### Document section
- - -

Median absolute deviation is one way to reduce the influence of
outliers. It calculates the differences from the median daily return, not the
mean. And rather than squaring the differences, and thus amplifying them, the
calculation simply takes their absolute value (i.e. it gets rid of all
negative amounts). It then locates the median of these absolute differences.
The advantage of using the median difference is that—unlike standard
deviation, which locates the average difference—the median can't be
influenced by insane values.
Below I've recreated Manuel's chart of bitcoin's 365-day standard deviation
of daily returns and overlaid it with bitcoin's 365-day median absolute
deviation of daily returns. The contrast is quite striking.
Standard deviation of bitcoin returns, the blue line, has been falling since
2011. But median absolute deviation of bitcoin returns, the green line, has
stayed constant. What I believe is happening here is that the craziness of
bitcoin's outlier days have been steadily falling over time, and thus the
standard deviation has been declining. But a typical day in the life of
bitcoin—i.e. the usual price volatility experienced by bitcoin holders, its
non-outliers—hasn't changed since bitcoin's inception. A regular day, as
captured by the median absolute deviation, is about as frenetic today as it
was back in when bitcoin was a fraction the size.
What is happening at the ends of the distribution?
We can get an even better feel for the dispersion of bitcoin's returns by
splitting them into quartiles and percentiles.
Let's look at the blue line first, the 25th percentile (or first quartile).
This measure gives us a feel for what a lethargic day is like in
bitcoin-land. Out of a sample of 365 days of bitcoin returns, 25% of them
will fall below the blue line. If bitcoin is indeed getting more stable, we'd
expect the 25% most lethargic bitcoin days to be getting even more lethargic.
But this isn't the case. Rather than falling, the blue trend line is flat
(and even slopes up ever so slightly). It seems that lethargic days are
getting a bit less lethargic as time passes.
The median (already discussed above) shows a similar pattern. The middle-most
day's return shows no sign of slackening, despite bitcoin's incredible growth
over the last decade.
Let's look at the top two lines. 25% of all bitcoin daily price changes are
in excess of the red line, the 75th-percentile. Unlike the median, this line
has been steadily falling. This means that the 25% most frenetic bitcoin days
have been getting a little less frenetic. The purple line, the 90th percentile,
shows an even steeper decline. The 10% most frenetic bitcoin days are quickly
becoming less frenetic.

- - -

### Data listing
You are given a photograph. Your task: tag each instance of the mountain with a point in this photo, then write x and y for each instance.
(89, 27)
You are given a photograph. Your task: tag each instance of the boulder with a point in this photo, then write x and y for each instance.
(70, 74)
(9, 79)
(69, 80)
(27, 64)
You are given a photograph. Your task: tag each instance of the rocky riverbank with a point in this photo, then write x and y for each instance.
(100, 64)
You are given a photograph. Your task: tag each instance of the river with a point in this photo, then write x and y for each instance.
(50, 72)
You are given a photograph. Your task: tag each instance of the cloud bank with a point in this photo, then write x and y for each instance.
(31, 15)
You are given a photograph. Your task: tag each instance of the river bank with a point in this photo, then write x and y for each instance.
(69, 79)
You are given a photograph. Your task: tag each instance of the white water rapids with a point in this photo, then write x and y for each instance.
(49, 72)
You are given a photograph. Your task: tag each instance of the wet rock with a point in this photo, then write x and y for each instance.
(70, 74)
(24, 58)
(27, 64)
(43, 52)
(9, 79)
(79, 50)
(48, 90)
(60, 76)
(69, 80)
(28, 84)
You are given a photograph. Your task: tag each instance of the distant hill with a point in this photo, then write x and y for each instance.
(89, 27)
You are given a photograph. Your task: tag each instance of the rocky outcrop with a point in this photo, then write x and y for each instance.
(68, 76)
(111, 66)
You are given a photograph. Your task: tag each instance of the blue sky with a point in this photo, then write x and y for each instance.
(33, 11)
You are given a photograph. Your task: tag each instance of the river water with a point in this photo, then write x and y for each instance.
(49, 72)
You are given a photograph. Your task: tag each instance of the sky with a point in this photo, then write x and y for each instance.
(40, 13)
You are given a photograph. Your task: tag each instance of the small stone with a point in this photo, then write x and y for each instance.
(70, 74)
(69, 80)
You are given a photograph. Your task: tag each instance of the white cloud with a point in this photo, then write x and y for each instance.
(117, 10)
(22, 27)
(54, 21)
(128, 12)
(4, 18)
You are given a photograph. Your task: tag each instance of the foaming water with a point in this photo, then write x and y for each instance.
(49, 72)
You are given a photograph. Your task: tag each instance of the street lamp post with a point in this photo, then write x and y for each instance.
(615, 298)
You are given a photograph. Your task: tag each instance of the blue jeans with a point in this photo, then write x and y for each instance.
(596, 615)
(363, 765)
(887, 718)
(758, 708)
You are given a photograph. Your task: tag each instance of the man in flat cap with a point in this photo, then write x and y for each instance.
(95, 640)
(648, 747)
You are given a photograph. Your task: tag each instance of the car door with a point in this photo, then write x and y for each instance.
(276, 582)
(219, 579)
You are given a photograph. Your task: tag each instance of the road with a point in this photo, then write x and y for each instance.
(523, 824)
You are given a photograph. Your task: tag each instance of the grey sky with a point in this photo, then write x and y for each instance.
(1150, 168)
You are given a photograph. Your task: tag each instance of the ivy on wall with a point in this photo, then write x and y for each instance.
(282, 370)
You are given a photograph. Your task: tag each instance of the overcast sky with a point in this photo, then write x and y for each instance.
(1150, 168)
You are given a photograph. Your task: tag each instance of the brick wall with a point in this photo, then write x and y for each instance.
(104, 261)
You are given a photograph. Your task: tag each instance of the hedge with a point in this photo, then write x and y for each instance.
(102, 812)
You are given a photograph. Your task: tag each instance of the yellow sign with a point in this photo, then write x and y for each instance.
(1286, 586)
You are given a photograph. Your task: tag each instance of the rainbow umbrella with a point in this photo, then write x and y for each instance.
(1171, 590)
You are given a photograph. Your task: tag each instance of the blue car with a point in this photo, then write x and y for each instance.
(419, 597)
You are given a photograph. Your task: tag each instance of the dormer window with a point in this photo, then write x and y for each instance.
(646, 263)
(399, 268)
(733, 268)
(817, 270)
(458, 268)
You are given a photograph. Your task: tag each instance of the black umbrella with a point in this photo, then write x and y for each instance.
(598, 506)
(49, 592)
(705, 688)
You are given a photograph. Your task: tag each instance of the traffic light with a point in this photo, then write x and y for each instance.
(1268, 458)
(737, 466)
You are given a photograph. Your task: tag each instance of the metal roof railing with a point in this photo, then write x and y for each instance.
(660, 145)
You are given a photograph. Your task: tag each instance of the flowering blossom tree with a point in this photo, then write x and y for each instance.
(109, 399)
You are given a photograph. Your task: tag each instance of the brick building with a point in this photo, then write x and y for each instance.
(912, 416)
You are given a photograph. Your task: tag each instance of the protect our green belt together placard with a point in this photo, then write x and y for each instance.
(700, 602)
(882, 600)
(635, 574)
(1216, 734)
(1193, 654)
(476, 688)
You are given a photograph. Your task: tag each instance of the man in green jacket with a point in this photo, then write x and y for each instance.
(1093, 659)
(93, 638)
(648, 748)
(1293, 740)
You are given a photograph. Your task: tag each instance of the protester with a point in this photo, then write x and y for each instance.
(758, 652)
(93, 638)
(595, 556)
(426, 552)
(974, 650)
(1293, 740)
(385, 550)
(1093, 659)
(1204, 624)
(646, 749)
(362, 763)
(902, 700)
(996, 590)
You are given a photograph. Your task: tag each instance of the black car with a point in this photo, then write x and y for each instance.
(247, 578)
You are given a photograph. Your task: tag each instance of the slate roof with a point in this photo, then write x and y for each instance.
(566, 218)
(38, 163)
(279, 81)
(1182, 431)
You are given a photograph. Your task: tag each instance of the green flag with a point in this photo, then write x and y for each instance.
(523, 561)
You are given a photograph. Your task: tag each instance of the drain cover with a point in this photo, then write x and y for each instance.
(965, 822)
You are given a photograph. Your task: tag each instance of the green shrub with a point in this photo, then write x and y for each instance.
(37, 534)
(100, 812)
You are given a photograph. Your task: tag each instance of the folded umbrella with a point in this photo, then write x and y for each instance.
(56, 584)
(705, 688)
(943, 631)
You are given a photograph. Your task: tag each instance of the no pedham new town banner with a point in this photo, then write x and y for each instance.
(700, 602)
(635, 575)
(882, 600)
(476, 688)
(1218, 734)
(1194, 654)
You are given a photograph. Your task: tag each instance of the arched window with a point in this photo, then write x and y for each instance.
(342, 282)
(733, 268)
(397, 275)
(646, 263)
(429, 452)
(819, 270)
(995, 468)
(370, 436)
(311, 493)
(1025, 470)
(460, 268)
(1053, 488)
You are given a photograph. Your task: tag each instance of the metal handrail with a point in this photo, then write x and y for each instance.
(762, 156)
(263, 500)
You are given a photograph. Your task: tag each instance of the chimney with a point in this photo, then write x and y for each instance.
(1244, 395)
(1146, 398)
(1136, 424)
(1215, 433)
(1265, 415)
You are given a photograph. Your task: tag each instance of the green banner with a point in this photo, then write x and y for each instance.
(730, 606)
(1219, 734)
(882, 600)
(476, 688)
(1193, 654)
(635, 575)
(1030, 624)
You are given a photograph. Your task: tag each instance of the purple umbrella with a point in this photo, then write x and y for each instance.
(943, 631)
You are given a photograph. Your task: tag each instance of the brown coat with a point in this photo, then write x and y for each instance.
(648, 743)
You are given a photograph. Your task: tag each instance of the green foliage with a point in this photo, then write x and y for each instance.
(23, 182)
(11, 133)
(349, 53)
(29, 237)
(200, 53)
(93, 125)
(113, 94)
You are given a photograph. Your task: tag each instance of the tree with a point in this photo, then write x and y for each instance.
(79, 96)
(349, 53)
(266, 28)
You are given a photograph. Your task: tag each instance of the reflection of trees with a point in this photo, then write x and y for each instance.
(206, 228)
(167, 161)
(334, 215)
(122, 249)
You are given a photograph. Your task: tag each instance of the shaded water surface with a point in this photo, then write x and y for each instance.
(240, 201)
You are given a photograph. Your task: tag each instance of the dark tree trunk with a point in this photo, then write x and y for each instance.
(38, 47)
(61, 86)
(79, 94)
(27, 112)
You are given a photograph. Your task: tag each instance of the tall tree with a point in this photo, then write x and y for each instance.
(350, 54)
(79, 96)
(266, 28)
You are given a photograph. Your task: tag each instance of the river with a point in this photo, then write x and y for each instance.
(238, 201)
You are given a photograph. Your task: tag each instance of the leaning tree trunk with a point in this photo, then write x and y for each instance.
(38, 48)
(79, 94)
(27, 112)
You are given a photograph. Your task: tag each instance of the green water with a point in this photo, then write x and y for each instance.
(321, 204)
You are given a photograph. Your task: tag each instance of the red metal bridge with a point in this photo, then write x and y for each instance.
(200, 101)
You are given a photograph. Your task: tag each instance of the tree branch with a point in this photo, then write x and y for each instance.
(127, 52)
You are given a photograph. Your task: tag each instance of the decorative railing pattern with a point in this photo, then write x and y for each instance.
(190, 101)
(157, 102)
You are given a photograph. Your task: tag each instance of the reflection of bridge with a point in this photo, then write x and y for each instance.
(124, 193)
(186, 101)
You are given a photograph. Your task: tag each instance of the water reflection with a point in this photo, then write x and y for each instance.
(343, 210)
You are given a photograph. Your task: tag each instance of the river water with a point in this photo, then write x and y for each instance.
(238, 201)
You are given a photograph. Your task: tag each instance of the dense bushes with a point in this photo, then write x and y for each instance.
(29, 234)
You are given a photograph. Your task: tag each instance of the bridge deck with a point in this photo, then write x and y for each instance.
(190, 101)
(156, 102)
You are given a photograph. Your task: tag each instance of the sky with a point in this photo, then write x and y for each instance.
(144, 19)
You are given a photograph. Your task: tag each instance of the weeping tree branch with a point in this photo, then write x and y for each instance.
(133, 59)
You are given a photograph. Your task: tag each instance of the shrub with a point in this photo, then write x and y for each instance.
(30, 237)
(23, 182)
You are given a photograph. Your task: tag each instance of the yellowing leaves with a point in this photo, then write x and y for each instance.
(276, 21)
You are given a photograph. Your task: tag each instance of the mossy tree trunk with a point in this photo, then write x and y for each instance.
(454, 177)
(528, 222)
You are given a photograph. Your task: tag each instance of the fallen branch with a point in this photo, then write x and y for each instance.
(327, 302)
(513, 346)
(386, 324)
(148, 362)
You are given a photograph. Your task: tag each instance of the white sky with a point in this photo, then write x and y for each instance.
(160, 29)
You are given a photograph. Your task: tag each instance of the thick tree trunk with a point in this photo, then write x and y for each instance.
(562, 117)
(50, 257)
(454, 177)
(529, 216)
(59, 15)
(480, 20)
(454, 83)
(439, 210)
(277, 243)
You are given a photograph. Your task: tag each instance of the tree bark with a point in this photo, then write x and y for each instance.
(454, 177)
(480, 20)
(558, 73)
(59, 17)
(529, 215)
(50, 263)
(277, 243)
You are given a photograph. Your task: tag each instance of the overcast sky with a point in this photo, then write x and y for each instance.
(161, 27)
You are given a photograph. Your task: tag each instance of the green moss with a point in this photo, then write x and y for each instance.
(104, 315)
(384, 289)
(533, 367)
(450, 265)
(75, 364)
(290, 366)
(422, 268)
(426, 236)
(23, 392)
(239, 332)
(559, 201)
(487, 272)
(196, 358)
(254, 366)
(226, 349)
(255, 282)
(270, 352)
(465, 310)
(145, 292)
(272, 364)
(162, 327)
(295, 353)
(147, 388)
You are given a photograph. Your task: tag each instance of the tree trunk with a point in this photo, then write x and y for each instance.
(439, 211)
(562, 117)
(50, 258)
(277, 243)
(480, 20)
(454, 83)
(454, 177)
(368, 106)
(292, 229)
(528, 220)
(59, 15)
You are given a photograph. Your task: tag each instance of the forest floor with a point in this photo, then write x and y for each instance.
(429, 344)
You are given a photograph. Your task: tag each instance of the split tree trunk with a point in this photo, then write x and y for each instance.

- - -

### Task list
[1] In the bitcoin volatility passage, since what year has the standard deviation of bitcoin returns been falling?
[2] Repeat the bitcoin volatility passage word for word from "This measure gives" to "the last decade.".
The data comes from a separate source and has nothing to do with the bitcoin volatility passage.

### Solutions to each task
[1] Since 2011.

[2]
This measure gives us a feel for what a lethargic day is like in
bitcoin-land. Out of a sample of 365 days of bitcoin returns, 25% of them
will fall below the blue line. If bitcoin is indeed getting more stable, we'd
expect the 25% most lethargic bitcoin days to be getting even more lethargic.
But this isn't the case. Rather than falling, the blue trend line is flat
(and even slopes up ever so slightly). It seems that lethargic days are
getting a bit less lethargic as time passes.
The median (already discussed above) shows a similar pattern. The middle-most
day's return shows no sign of slackening, despite bitcoin's incredible growth
over the last decade.